Set problem -
Only the lines from the line holding "Per instance of the dune ridge, set" to the last line should be output, each exactly as given.

┌────────

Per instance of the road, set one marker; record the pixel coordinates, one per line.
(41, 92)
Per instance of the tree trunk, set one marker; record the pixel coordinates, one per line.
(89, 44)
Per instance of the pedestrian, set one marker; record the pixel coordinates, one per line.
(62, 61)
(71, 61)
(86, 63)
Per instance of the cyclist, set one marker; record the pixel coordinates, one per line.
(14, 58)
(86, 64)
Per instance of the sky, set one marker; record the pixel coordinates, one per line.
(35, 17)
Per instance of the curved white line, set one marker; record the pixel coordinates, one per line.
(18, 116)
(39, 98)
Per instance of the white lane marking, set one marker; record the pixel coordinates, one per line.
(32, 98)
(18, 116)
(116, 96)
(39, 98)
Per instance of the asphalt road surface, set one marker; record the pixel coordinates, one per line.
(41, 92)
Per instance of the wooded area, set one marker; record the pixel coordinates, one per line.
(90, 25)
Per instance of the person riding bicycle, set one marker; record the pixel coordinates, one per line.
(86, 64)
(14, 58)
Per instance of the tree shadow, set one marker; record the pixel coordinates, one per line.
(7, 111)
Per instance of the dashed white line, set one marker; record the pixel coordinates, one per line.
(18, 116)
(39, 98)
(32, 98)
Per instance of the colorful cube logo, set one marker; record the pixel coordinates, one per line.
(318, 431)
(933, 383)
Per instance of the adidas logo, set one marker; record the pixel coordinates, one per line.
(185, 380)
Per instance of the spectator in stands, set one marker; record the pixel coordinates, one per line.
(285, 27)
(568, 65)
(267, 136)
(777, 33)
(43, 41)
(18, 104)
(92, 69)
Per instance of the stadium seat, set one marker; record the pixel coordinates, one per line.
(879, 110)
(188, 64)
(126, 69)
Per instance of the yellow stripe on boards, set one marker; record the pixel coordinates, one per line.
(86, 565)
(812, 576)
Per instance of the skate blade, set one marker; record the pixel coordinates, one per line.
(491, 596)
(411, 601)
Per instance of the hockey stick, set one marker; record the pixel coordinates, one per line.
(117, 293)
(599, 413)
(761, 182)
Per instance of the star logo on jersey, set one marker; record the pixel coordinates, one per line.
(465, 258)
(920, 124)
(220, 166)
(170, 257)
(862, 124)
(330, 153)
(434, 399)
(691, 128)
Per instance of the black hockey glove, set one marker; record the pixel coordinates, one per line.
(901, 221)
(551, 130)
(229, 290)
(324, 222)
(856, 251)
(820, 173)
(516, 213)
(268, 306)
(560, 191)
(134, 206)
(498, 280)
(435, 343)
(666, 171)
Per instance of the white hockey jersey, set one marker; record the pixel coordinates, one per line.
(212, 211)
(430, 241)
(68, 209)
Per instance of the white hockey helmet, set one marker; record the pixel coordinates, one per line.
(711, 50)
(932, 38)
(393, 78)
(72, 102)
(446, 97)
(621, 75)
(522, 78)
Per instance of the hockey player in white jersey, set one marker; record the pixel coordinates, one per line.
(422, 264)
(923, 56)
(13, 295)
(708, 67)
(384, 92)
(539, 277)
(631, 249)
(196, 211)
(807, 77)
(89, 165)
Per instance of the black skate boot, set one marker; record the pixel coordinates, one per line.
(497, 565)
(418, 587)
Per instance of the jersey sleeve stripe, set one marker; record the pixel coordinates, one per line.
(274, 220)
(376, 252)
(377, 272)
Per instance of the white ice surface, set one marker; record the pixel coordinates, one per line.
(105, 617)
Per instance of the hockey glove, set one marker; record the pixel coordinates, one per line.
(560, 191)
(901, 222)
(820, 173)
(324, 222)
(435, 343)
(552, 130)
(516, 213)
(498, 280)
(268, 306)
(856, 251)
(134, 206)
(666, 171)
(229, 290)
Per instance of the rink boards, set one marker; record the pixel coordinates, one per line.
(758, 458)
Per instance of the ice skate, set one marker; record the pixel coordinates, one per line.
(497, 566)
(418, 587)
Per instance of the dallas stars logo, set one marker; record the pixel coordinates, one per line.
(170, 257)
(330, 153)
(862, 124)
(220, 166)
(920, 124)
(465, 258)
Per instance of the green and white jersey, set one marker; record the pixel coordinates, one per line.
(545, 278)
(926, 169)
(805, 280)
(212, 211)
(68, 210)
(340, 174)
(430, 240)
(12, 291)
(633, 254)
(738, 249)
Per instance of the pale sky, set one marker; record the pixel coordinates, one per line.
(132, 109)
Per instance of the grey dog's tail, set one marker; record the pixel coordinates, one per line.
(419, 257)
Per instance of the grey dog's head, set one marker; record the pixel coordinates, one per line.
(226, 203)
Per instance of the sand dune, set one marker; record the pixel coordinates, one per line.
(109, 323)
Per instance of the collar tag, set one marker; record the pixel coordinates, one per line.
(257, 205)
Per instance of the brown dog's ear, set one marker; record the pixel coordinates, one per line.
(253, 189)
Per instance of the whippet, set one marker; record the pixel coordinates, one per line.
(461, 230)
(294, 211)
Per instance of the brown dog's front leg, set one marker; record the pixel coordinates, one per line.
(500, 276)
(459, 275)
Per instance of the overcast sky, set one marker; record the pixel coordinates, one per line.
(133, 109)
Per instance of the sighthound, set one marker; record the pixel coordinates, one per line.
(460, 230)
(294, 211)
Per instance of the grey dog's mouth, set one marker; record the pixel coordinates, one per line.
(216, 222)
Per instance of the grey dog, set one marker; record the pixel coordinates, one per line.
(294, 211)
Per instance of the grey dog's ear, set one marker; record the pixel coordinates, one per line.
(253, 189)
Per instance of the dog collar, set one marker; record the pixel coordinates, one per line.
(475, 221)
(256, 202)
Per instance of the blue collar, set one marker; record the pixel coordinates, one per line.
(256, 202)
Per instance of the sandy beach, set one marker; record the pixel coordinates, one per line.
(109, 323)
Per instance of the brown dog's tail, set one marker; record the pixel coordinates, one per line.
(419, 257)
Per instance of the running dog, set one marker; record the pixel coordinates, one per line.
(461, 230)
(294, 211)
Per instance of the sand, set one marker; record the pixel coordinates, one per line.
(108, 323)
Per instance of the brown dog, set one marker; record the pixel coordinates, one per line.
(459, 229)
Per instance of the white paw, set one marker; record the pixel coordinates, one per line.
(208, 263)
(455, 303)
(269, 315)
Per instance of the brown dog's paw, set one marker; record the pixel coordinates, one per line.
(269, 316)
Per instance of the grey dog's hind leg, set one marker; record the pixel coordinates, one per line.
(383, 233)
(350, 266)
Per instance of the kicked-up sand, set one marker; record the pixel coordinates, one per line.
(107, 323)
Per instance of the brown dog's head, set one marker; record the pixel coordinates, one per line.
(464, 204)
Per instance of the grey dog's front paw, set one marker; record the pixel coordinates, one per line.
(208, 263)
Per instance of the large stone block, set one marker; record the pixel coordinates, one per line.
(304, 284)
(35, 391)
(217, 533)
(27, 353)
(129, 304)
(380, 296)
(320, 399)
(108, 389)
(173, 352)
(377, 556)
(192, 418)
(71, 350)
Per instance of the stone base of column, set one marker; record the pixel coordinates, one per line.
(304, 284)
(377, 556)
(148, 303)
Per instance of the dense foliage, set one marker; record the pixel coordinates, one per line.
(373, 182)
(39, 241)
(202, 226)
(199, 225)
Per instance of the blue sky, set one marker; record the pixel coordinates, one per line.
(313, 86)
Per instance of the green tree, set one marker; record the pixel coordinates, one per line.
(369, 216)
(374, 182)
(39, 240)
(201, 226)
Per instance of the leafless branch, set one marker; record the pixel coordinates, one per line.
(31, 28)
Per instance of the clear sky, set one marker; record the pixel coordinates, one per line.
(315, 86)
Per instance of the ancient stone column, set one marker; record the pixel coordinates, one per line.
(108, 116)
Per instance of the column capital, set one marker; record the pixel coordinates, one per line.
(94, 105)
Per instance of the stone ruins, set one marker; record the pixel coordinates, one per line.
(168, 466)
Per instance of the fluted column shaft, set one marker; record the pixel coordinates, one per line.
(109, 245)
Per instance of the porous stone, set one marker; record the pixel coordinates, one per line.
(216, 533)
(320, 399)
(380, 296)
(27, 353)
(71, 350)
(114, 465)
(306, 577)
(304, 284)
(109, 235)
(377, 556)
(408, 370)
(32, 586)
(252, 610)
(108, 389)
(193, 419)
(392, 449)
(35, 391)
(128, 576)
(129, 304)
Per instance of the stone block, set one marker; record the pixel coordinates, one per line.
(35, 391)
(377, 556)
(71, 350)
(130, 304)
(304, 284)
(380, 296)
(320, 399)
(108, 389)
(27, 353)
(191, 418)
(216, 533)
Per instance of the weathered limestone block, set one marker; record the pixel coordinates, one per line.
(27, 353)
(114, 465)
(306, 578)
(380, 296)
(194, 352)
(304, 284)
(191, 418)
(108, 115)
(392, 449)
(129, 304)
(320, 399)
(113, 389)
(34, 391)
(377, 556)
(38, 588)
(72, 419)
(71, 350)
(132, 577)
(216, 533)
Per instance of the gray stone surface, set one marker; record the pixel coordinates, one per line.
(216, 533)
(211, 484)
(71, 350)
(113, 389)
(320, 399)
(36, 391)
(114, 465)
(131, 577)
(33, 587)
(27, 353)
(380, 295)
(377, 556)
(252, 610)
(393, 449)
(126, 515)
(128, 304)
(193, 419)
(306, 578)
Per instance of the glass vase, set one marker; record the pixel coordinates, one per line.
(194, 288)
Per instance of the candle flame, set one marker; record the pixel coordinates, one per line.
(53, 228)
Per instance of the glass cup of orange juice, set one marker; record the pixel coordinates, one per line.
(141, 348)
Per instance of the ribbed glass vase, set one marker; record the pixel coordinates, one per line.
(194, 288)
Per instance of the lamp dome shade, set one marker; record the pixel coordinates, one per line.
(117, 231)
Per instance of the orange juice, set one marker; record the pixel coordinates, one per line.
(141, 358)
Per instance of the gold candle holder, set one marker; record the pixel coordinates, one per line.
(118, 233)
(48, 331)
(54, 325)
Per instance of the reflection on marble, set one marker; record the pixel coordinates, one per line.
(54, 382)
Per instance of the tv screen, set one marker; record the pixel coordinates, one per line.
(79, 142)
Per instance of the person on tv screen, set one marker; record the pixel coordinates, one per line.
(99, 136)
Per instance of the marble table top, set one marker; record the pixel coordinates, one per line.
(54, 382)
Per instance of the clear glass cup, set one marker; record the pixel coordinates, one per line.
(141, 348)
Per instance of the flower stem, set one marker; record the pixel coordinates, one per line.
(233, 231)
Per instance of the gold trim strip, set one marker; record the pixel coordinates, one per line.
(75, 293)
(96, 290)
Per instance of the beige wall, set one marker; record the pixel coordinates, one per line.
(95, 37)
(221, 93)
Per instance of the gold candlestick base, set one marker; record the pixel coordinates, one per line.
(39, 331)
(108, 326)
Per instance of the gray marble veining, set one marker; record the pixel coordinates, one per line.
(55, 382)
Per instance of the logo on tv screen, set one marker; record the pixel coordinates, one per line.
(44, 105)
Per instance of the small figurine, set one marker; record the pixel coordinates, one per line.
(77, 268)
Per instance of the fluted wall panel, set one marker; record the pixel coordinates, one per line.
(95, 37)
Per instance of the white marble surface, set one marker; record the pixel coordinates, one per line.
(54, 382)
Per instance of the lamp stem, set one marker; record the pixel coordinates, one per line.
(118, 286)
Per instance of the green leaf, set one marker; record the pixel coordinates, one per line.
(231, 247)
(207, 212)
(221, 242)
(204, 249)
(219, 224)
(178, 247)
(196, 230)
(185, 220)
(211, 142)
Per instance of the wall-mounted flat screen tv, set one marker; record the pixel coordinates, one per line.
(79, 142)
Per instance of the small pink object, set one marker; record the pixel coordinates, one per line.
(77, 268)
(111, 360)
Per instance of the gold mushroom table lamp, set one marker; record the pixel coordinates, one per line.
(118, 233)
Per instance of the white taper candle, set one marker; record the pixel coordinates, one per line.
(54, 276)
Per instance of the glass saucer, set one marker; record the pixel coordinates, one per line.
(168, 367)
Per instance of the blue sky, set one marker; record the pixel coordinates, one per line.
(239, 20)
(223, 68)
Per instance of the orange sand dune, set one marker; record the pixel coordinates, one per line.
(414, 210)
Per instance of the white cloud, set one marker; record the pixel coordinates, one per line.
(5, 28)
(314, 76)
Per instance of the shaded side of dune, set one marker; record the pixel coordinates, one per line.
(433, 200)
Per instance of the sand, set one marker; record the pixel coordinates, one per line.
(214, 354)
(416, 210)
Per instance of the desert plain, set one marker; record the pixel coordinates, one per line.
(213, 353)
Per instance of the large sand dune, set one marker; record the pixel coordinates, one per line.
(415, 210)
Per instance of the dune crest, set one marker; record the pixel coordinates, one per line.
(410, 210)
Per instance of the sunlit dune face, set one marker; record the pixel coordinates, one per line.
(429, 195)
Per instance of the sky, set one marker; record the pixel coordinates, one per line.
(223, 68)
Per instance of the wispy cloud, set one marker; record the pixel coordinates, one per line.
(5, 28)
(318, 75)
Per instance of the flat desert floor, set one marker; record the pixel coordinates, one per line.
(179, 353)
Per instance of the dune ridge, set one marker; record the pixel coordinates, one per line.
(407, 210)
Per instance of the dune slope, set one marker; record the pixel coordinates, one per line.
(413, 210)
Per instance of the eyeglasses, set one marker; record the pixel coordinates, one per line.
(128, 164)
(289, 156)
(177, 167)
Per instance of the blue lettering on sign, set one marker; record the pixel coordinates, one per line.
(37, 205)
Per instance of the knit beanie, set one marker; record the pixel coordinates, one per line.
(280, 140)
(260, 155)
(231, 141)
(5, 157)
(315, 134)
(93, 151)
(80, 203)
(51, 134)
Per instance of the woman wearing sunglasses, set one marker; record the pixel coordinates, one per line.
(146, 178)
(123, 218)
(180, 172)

└────────

Exercise answer -
Per instance of the dune ridge, set one marker; record the pixel coordinates, one per line.
(407, 210)
Per instance of the dune slope, set one marker; record the pixel coordinates, one per line.
(413, 210)
Per instance of the eyeglasses, set one marker; record the pixel coordinates, one per line.
(128, 164)
(289, 156)
(177, 167)
Per instance of the blue lettering on sign, set one marker; record the pixel coordinates, one per line.
(37, 205)
Per instance of the knit beanie, set one marker; record the pixel coordinates, one per line.
(280, 140)
(260, 155)
(231, 141)
(5, 157)
(315, 134)
(93, 151)
(80, 203)
(51, 134)
Per instance of the woman wearing sunglasses, set one marker; record the pixel coordinates, one per line.
(146, 178)
(123, 218)
(180, 172)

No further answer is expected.